[Dataset entries]

((

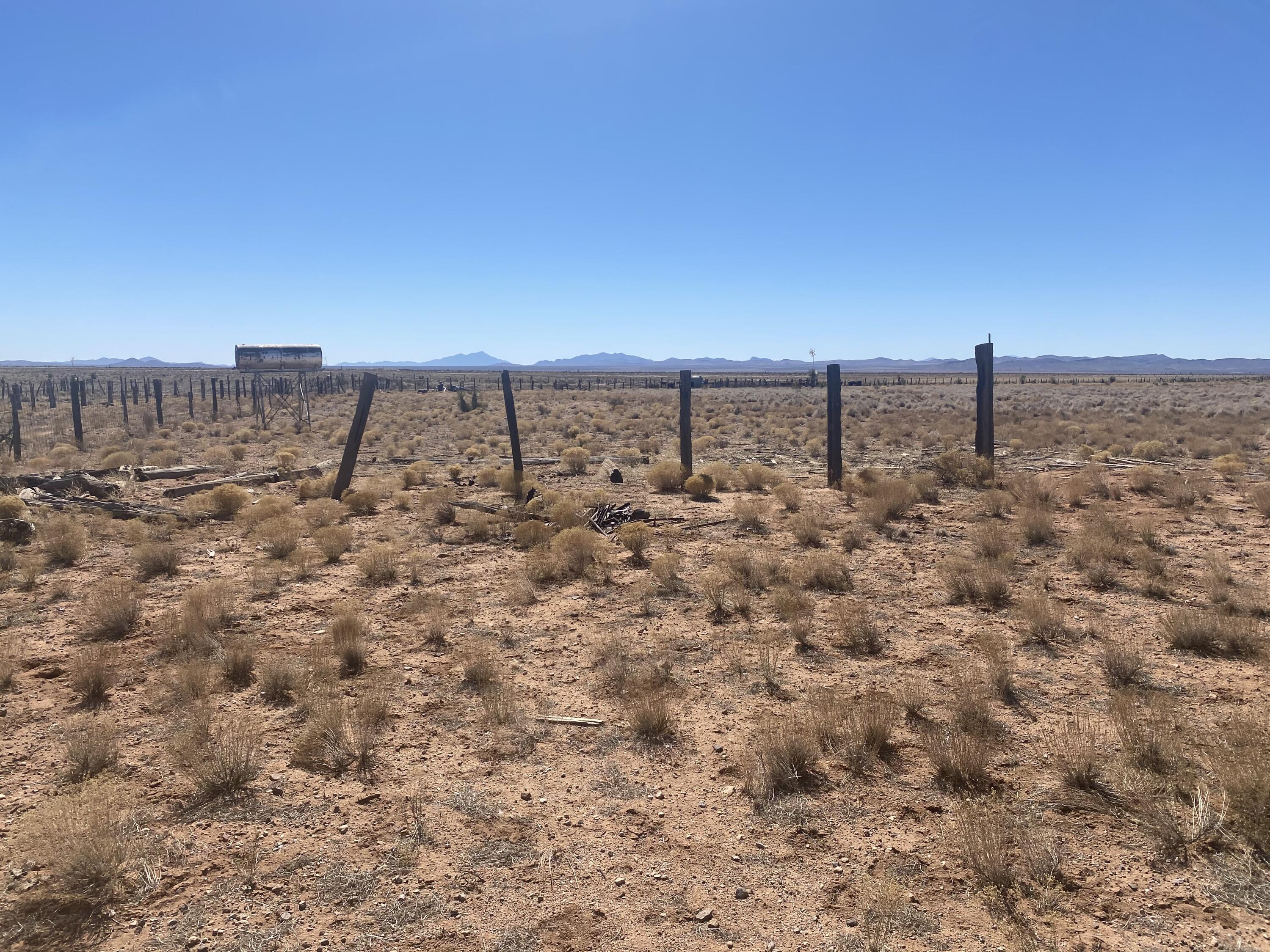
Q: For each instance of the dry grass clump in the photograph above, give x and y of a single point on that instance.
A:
(785, 759)
(333, 541)
(65, 540)
(348, 631)
(1046, 619)
(92, 747)
(756, 478)
(221, 502)
(226, 761)
(666, 476)
(976, 582)
(93, 674)
(361, 502)
(380, 564)
(155, 559)
(238, 662)
(280, 677)
(279, 536)
(79, 838)
(750, 513)
(530, 534)
(323, 512)
(961, 758)
(1074, 751)
(637, 537)
(826, 572)
(112, 608)
(1208, 634)
(699, 487)
(651, 718)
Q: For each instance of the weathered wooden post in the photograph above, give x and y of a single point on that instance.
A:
(686, 422)
(75, 415)
(355, 435)
(834, 448)
(983, 428)
(16, 407)
(514, 432)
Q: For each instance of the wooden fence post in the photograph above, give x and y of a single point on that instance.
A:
(515, 433)
(75, 415)
(686, 422)
(983, 428)
(834, 379)
(16, 407)
(355, 435)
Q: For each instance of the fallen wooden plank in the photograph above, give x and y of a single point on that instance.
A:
(248, 479)
(577, 721)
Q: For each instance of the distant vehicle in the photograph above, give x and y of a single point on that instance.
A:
(277, 358)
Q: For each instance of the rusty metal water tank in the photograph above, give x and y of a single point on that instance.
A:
(265, 358)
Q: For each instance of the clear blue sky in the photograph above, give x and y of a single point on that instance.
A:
(670, 178)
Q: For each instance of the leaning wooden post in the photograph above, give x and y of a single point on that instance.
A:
(16, 407)
(515, 433)
(686, 422)
(834, 379)
(983, 428)
(355, 435)
(75, 415)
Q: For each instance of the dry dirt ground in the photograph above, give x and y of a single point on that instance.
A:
(925, 733)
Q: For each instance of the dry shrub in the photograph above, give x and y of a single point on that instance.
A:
(323, 512)
(574, 551)
(65, 541)
(479, 669)
(238, 663)
(112, 608)
(279, 680)
(856, 630)
(992, 541)
(756, 476)
(666, 570)
(333, 541)
(785, 759)
(533, 532)
(637, 537)
(789, 495)
(348, 631)
(826, 572)
(229, 759)
(651, 718)
(1037, 525)
(92, 746)
(1147, 728)
(959, 758)
(1046, 619)
(1241, 763)
(279, 536)
(93, 674)
(666, 476)
(155, 559)
(361, 502)
(221, 502)
(807, 528)
(380, 564)
(79, 838)
(1074, 749)
(750, 513)
(1207, 634)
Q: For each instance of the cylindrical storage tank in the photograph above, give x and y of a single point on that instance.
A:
(277, 357)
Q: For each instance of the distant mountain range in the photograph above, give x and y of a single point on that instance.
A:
(1046, 363)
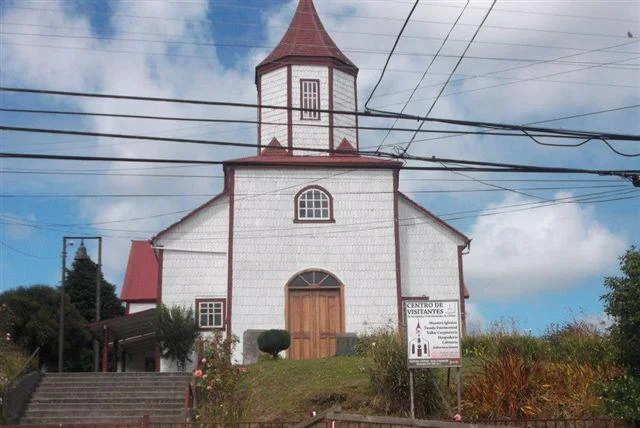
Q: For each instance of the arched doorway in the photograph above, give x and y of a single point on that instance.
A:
(314, 314)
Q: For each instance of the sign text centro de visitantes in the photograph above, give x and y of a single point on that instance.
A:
(433, 333)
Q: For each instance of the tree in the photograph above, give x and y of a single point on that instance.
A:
(80, 285)
(35, 323)
(622, 304)
(177, 332)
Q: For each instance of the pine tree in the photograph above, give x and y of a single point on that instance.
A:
(80, 286)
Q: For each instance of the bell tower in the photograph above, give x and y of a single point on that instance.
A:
(308, 76)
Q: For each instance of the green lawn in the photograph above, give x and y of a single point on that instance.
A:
(286, 390)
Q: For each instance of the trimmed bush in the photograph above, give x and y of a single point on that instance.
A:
(273, 342)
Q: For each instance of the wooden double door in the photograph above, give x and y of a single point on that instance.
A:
(315, 317)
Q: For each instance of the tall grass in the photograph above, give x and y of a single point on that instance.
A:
(385, 359)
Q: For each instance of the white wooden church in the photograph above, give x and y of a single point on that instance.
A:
(317, 243)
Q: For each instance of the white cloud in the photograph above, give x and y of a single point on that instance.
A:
(544, 249)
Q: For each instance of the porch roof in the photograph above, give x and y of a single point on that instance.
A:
(127, 326)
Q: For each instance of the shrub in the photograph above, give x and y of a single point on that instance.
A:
(272, 342)
(622, 397)
(220, 400)
(177, 331)
(385, 355)
(579, 341)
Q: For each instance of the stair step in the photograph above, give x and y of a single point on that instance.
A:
(108, 399)
(121, 421)
(102, 413)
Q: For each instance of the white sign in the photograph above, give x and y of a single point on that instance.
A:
(433, 333)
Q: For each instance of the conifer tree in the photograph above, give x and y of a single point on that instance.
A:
(80, 286)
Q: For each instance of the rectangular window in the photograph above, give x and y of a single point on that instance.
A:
(310, 99)
(210, 313)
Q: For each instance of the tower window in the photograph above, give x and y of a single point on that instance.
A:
(310, 99)
(313, 204)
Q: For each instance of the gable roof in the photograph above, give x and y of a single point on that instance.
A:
(141, 278)
(191, 214)
(437, 219)
(307, 38)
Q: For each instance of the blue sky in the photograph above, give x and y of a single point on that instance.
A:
(537, 266)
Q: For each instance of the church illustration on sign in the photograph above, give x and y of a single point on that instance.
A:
(419, 348)
(322, 244)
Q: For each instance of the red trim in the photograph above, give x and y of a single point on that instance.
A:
(302, 60)
(331, 133)
(224, 313)
(259, 84)
(191, 214)
(437, 219)
(301, 99)
(289, 109)
(231, 190)
(396, 233)
(355, 90)
(297, 219)
(337, 161)
(463, 313)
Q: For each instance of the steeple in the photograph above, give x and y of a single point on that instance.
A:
(306, 40)
(311, 77)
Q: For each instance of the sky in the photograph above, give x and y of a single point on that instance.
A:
(536, 258)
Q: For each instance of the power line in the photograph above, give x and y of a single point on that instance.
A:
(424, 75)
(23, 252)
(332, 31)
(257, 122)
(378, 18)
(395, 44)
(466, 49)
(472, 165)
(503, 126)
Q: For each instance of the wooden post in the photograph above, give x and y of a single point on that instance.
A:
(413, 410)
(458, 390)
(105, 350)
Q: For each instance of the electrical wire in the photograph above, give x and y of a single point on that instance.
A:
(395, 44)
(503, 126)
(424, 75)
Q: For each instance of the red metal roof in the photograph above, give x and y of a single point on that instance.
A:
(141, 278)
(307, 38)
(436, 218)
(346, 161)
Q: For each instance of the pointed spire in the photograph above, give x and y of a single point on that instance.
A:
(307, 38)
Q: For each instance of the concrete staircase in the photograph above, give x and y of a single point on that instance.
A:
(108, 398)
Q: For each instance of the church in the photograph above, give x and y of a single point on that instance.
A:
(307, 235)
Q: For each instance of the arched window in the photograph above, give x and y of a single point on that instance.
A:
(314, 278)
(313, 204)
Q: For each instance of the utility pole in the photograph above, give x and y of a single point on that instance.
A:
(61, 323)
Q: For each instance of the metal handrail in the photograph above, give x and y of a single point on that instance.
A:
(24, 367)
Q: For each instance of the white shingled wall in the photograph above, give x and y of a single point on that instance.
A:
(194, 261)
(428, 255)
(305, 136)
(269, 248)
(274, 92)
(344, 99)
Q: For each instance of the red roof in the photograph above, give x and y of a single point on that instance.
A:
(436, 218)
(307, 38)
(141, 278)
(335, 161)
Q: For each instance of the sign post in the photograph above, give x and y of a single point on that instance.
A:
(433, 337)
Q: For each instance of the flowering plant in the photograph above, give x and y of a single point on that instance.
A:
(217, 380)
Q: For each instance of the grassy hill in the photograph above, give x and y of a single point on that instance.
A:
(286, 390)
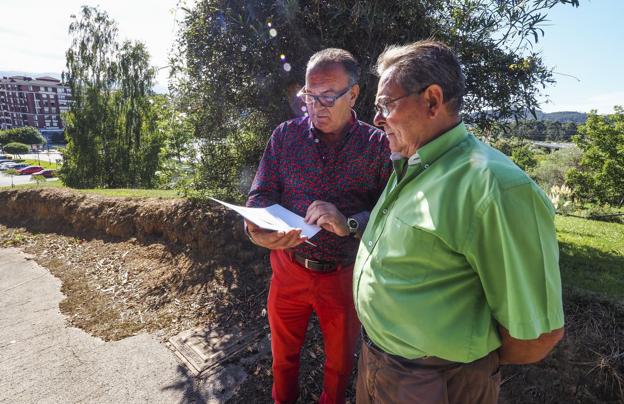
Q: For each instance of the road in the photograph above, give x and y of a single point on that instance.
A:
(43, 360)
(5, 180)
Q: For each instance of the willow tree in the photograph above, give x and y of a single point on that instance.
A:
(245, 60)
(112, 136)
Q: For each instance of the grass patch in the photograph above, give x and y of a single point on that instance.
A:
(131, 193)
(592, 255)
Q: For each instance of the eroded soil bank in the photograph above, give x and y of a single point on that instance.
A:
(132, 265)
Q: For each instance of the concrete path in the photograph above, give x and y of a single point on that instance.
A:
(43, 360)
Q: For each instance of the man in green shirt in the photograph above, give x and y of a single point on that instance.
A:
(457, 271)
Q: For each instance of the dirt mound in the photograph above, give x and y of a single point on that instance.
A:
(164, 266)
(208, 231)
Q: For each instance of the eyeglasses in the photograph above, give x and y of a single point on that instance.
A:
(324, 100)
(381, 107)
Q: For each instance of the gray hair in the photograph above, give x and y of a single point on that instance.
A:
(331, 56)
(424, 63)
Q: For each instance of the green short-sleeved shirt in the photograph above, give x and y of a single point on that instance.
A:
(465, 239)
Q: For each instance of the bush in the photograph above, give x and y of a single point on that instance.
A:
(16, 148)
(551, 170)
(600, 175)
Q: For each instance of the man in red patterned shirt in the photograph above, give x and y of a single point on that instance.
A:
(330, 168)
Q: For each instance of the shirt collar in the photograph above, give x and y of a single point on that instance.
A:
(438, 146)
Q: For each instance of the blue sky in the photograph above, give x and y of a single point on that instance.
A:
(585, 42)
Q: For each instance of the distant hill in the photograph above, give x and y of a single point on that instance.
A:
(158, 89)
(563, 116)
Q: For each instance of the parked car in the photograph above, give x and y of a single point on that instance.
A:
(16, 166)
(46, 173)
(29, 170)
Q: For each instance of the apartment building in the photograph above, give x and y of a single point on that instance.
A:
(38, 102)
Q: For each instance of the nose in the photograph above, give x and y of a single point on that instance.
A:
(379, 119)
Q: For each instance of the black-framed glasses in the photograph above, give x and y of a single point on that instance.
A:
(381, 107)
(324, 100)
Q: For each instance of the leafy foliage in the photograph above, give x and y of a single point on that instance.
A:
(552, 168)
(25, 135)
(600, 176)
(246, 59)
(111, 128)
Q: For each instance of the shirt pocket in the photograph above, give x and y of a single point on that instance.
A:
(409, 250)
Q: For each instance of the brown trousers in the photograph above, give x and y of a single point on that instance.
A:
(385, 378)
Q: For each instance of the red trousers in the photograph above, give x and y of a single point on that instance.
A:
(295, 292)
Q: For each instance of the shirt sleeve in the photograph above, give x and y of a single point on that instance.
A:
(513, 248)
(384, 165)
(266, 188)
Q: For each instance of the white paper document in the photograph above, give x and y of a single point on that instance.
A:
(275, 217)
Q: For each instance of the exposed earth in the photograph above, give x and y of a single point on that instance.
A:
(163, 266)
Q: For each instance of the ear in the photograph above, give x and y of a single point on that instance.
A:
(434, 99)
(355, 92)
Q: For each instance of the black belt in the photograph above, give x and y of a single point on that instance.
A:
(368, 341)
(316, 266)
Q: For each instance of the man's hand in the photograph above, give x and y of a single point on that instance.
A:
(327, 216)
(518, 352)
(274, 240)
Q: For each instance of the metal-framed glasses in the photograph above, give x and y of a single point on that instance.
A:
(381, 107)
(324, 100)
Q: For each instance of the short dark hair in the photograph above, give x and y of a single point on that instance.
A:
(330, 56)
(423, 63)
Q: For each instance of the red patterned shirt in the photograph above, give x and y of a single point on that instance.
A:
(298, 168)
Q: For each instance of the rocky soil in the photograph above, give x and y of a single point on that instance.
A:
(163, 266)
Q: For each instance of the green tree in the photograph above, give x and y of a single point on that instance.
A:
(244, 58)
(600, 176)
(111, 128)
(552, 168)
(26, 135)
(16, 148)
(524, 157)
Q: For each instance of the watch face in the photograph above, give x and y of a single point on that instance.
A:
(353, 224)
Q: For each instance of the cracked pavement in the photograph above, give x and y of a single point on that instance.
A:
(44, 360)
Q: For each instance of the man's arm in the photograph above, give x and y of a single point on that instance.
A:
(519, 352)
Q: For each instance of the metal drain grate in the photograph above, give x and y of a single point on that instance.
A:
(203, 350)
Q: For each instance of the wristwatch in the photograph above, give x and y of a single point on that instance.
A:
(353, 225)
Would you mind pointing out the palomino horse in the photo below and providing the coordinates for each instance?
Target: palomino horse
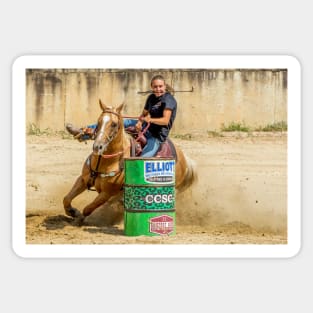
(103, 169)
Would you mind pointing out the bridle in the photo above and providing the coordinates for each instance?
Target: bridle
(95, 173)
(111, 137)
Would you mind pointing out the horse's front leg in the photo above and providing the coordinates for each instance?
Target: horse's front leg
(99, 200)
(77, 189)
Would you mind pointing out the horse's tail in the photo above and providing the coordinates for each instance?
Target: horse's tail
(190, 175)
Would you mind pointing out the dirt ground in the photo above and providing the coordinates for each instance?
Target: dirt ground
(240, 196)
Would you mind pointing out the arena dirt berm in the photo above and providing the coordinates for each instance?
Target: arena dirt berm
(240, 195)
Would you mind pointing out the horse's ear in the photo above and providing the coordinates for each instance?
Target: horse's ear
(120, 108)
(102, 105)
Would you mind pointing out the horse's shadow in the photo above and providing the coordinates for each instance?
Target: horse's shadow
(60, 221)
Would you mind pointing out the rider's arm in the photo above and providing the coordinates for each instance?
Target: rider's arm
(164, 120)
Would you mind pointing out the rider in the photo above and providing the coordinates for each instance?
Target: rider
(159, 110)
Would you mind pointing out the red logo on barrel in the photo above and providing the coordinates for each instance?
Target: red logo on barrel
(162, 225)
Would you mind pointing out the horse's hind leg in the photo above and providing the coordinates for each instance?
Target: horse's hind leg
(99, 200)
(77, 189)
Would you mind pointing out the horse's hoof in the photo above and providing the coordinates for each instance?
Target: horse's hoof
(79, 221)
(73, 212)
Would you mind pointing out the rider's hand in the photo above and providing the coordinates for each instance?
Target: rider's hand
(138, 126)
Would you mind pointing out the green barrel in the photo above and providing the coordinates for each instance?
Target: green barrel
(149, 196)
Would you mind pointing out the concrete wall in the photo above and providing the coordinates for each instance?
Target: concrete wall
(254, 97)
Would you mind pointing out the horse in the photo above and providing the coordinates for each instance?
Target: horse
(103, 169)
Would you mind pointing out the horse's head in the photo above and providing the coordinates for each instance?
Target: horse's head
(110, 124)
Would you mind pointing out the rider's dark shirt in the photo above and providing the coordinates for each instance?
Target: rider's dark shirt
(155, 106)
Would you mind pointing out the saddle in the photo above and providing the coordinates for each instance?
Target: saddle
(138, 142)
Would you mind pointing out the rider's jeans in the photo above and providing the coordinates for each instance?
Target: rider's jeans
(152, 145)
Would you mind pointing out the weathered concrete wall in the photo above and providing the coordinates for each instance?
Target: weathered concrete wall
(254, 97)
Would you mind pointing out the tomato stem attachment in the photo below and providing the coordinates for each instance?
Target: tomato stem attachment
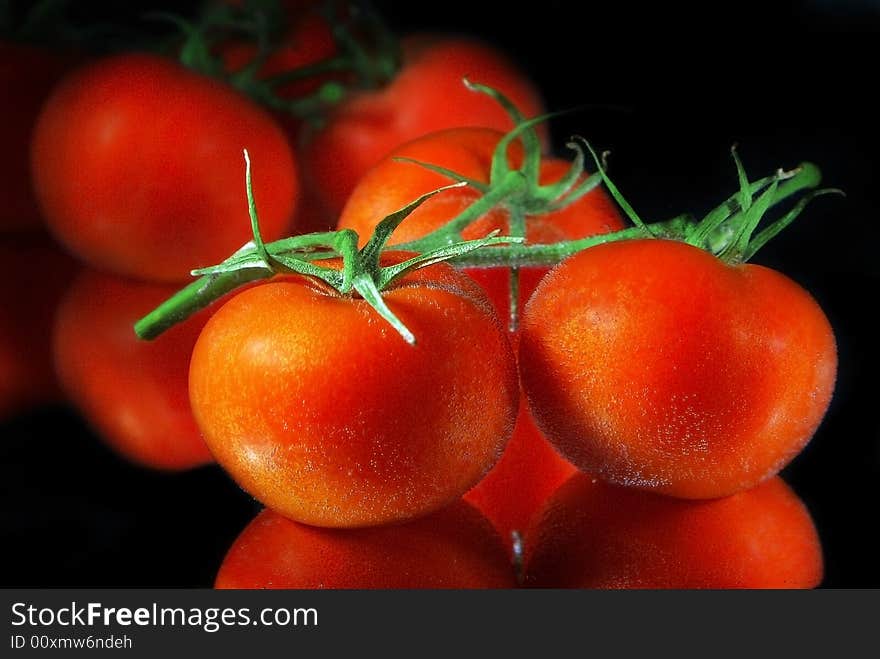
(727, 231)
(361, 271)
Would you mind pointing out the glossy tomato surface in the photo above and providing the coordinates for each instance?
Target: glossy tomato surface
(654, 364)
(455, 547)
(391, 184)
(530, 469)
(139, 169)
(317, 407)
(595, 535)
(134, 393)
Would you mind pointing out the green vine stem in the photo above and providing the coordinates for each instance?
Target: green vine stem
(367, 53)
(729, 231)
(361, 272)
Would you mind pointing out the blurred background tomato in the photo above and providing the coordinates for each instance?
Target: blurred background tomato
(668, 91)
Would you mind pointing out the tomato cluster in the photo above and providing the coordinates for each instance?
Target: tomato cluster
(616, 420)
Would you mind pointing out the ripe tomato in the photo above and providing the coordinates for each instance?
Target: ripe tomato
(138, 167)
(654, 364)
(34, 274)
(455, 547)
(426, 96)
(529, 471)
(391, 184)
(27, 75)
(320, 410)
(133, 392)
(594, 535)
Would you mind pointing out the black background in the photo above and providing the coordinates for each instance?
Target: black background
(668, 90)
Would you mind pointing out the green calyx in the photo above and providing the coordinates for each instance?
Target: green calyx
(367, 55)
(361, 273)
(729, 231)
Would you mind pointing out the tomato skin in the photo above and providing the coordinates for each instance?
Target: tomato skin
(427, 95)
(320, 410)
(133, 392)
(455, 547)
(595, 535)
(27, 75)
(654, 364)
(390, 185)
(34, 274)
(529, 471)
(138, 167)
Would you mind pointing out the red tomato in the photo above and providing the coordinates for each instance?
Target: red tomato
(654, 364)
(139, 170)
(426, 96)
(319, 409)
(27, 75)
(34, 274)
(593, 535)
(529, 471)
(133, 392)
(391, 184)
(455, 547)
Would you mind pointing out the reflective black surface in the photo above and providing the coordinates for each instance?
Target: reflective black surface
(667, 92)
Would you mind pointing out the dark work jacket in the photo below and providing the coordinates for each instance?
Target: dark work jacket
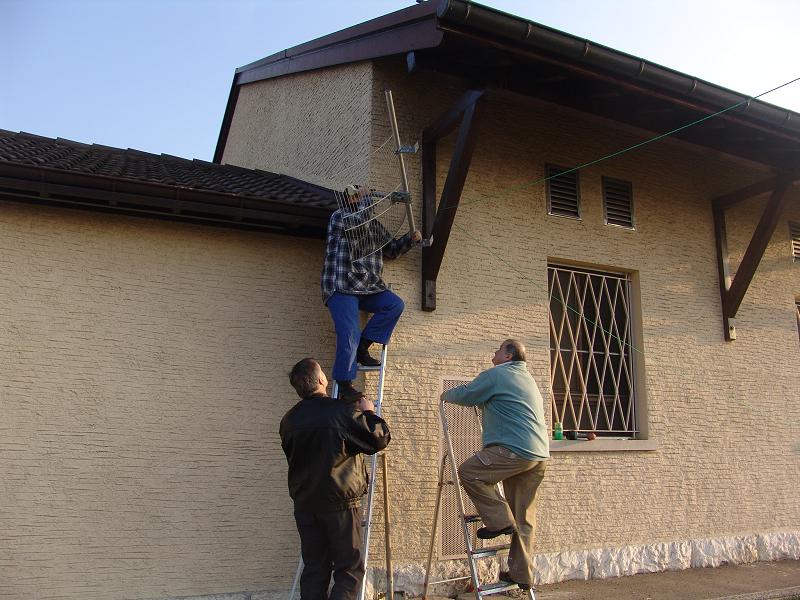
(323, 440)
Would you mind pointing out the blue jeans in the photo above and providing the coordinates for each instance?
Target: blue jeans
(386, 308)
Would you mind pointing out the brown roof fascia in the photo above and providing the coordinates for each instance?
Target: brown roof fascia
(27, 183)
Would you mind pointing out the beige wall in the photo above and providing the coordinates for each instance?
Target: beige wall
(314, 126)
(142, 378)
(725, 416)
(143, 363)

))

**Problem description:**
Collect from the data above every line that includes "sign".

**Response for this exercise:**
Q: For each instance of the sign text centro de visitantes in the photograph above, give x and y of a single point on that instance.
Q: For each instance of the white sign in the photograph above, give x and y of a single point on that instance.
Q: For each instance of the church illustration on sign in the photograph above, give x and y of a single point on that instance.
Q: For each instance of the sign post in the photograph above, give x and y of a single point on that instance.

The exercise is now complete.